» Actions to take
1. In the excerpt about the Russian fashion market, how many fashion-industry companies did RBC Market Research and the CPM trade fair survey?
2. Rewrite the listing from its first line through the line that contains "[(358, 216)]", with the requests included and 67 added to every coordinate in the answers. Give only those lines, and leave the pictures out.

» Excerpt to read
--------------------------------

The unbridled optimism of late 2022–2023 and the noticeable revival in the Russian fashion market had, by 2025, given way to nervousness and bleak forecasts. Already pessimistic expectations were further reinforced by government actions increasing the burden on small and medium-sized businesses, including the gradual phase-out of preferential tax regimes for individual entrepreneurs. For many business owners, this became the last straw, pushing them to shut down an already unprofitable operation.


At the same time, another trend has been developing over the past several years: marketplaces are rapidly taking over the market — in 2025, every second item sold is already sold through these channels. This puts additional pressure on traditional offline retail: stores that rent premises suffer, as do shopping malls themselves. At the same time, it would be wrong to say that marketplace sellers are “bathing in champagne” — most are merely making ends meet due to low margins, price dumping, penalties, and hidden costs.


Everyone agrees: 2026 does not promise an easy walk. Let’s take a closer look at the current situation and consider what strategy to choose in order to survive in such difficult conditions. Then again — when have conditions in the Russian market ever been simple?


Financial background and business expectations


According to the Union of Light Industry Manufacturers, about 30% of light-industry enterprises operate at a loss.


RBC Market Research, together with the CPM trade fair, surveyed 150 fashion-industry companies. Key findings:

  • 39% of companies forecast a decline in revenue in 2025;

  • only one in three retailers expects turnover growth, while 16% anticipate stable performance;

  • 50% of respondents assess their companies’ development dynamics as negative;

  • 63% report serious operational difficulties or being close to closure;

  • only 16% forecast turnover growth above 15% in 2025.


The main difficulties named in the same survey: sales planning and forecasting (34%), problems with offline sales (30%), and a shortage of personnel (28%).

--------------------------------

» Entries provided

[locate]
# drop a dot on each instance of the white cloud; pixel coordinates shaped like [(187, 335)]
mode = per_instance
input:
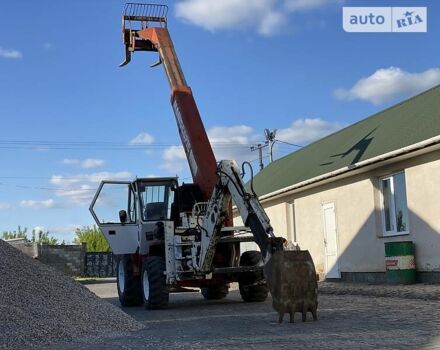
[(387, 84), (33, 204), (92, 163), (10, 53), (79, 189), (174, 159), (70, 161), (267, 17), (86, 163), (304, 131), (5, 206), (143, 138)]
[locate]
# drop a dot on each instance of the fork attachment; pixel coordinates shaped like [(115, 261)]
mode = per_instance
[(137, 17)]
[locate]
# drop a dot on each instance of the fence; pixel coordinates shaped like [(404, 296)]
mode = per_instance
[(99, 265)]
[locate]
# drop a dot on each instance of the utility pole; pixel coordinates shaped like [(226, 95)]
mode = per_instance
[(260, 147), (270, 138)]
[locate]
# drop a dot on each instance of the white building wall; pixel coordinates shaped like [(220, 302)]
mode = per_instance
[(358, 216)]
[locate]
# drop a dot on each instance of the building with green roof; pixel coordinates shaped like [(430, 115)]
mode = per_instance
[(344, 196)]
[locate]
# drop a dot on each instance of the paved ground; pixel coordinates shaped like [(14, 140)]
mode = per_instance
[(345, 322)]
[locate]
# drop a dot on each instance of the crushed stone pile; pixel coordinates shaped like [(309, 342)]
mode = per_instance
[(40, 306)]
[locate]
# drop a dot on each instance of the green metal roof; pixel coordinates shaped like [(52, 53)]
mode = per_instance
[(404, 124)]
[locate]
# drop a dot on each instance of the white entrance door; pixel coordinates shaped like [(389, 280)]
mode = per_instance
[(330, 241)]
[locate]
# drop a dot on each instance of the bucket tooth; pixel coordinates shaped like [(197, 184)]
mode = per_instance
[(291, 278)]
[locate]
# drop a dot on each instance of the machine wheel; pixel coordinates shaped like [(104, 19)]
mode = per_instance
[(129, 286), (215, 292), (154, 289), (252, 285)]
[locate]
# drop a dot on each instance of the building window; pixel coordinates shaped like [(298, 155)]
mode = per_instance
[(394, 205)]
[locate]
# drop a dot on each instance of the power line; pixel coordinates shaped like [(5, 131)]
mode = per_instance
[(288, 143)]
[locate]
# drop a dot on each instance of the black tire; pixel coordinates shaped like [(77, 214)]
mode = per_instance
[(129, 286), (252, 285), (155, 293), (215, 292)]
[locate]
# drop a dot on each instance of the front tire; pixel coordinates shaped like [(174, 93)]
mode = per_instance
[(154, 289), (252, 285), (129, 286), (215, 292)]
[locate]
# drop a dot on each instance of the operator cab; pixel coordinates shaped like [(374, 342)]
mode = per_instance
[(156, 198), (134, 215)]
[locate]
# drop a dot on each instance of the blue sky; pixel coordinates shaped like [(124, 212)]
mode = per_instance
[(71, 117)]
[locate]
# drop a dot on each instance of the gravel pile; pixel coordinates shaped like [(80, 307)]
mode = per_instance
[(39, 306)]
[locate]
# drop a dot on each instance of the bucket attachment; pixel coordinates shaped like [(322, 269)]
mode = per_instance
[(137, 17), (292, 281)]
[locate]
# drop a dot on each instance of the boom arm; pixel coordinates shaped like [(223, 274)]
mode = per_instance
[(195, 141), (230, 184)]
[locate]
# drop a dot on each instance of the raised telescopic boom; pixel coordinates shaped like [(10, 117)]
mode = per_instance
[(290, 275), (144, 28)]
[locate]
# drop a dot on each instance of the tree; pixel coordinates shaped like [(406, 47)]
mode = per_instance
[(93, 237), (38, 236), (43, 238), (19, 233)]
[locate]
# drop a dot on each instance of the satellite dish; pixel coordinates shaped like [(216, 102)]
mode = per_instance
[(267, 134)]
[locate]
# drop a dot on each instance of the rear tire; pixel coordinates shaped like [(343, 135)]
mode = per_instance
[(129, 286), (252, 285), (215, 292), (154, 289)]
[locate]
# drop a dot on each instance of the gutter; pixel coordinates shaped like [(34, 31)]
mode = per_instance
[(393, 154)]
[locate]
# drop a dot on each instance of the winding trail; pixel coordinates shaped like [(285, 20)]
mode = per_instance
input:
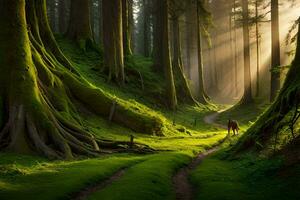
[(182, 186)]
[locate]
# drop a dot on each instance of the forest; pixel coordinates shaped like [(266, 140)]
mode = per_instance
[(149, 99)]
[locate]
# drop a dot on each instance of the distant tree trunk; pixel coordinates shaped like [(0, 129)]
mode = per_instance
[(131, 24), (52, 14), (127, 28), (79, 28), (247, 98), (62, 16), (275, 75), (157, 34), (163, 16), (113, 40), (202, 95), (257, 49), (183, 87), (279, 113), (100, 21), (92, 17), (37, 90), (146, 28), (235, 52)]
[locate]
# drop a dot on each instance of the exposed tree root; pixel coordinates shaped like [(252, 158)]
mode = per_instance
[(41, 86)]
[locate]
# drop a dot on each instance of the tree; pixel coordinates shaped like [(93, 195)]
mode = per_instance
[(52, 14), (275, 74), (176, 10), (79, 28), (247, 97), (200, 25), (279, 113), (146, 27), (113, 42), (39, 88), (62, 16), (127, 26), (162, 58)]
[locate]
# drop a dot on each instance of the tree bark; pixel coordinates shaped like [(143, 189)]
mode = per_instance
[(62, 16), (247, 97), (275, 74), (79, 28), (113, 40), (41, 90), (100, 9), (257, 49), (52, 14), (166, 58), (127, 26), (202, 94), (276, 117), (157, 34), (183, 88), (146, 28)]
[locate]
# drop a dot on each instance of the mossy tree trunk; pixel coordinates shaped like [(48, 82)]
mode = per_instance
[(247, 97), (146, 27), (275, 74), (79, 28), (39, 88), (113, 40), (157, 33), (271, 122), (127, 26), (182, 85), (202, 94), (166, 58), (62, 16)]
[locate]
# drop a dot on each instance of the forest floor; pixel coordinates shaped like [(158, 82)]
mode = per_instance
[(190, 131)]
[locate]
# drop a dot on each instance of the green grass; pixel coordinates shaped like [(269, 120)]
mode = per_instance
[(27, 177), (248, 178), (151, 179)]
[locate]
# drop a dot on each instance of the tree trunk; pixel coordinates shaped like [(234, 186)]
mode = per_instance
[(202, 94), (100, 8), (131, 25), (247, 98), (79, 28), (52, 14), (92, 17), (62, 16), (257, 49), (276, 117), (183, 88), (127, 28), (113, 40), (275, 74), (166, 58), (235, 52), (157, 34), (146, 28), (41, 90)]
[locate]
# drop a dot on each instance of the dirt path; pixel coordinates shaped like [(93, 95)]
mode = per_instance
[(183, 188), (95, 188)]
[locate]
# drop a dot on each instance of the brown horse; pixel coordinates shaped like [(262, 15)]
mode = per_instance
[(234, 126)]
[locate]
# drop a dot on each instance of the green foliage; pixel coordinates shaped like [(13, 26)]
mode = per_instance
[(248, 177), (151, 179), (26, 177)]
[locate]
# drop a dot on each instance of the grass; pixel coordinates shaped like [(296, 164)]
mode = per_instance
[(30, 177), (147, 176), (151, 179), (248, 177), (27, 177)]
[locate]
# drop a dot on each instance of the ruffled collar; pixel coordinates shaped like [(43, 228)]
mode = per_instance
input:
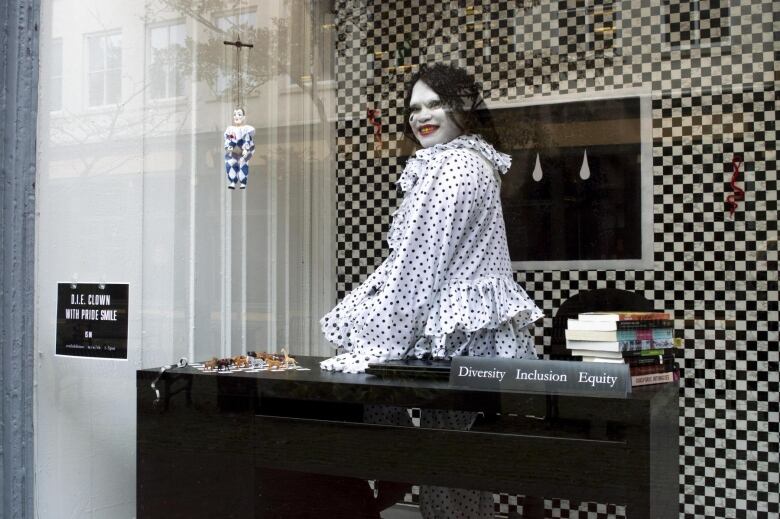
[(417, 162)]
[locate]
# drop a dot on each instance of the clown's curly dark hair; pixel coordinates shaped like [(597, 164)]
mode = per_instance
[(460, 92)]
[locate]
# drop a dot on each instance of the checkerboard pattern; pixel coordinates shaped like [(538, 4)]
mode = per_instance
[(710, 67)]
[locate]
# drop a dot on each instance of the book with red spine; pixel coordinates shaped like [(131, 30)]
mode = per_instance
[(656, 378), (578, 324)]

--------------------------------

» Answers to the exercises
1. 150 companies.

2.
[locate]
# drop a dot on each instance of the white cloud; pixel coordinates shaped like [(187, 335)]
mode = per_instance
input:
[(454, 151), (100, 271), (159, 230), (77, 120), (146, 256), (241, 226), (137, 228), (334, 84), (153, 230), (371, 198), (72, 273), (210, 205)]
[locate]
# drop a dot on each instance of the fork attachment; pixel coordinates shaped like [(115, 261)]
mode = per_instance
[(204, 84)]
[locate]
# drop a dot on each instance of the fence; pixel coordinates shaped like [(404, 296)]
mode = per_instance
[(166, 332)]
[locate]
# drop a dot on each instance of the utility pole; pixel coordinates shaped like [(226, 95)]
mode = per_instance
[(327, 214), (337, 205)]
[locate]
# drop a dot on each instance of the white building wall; pixel coordinates shaped like [(220, 302)]
mode = per_instance
[(425, 283)]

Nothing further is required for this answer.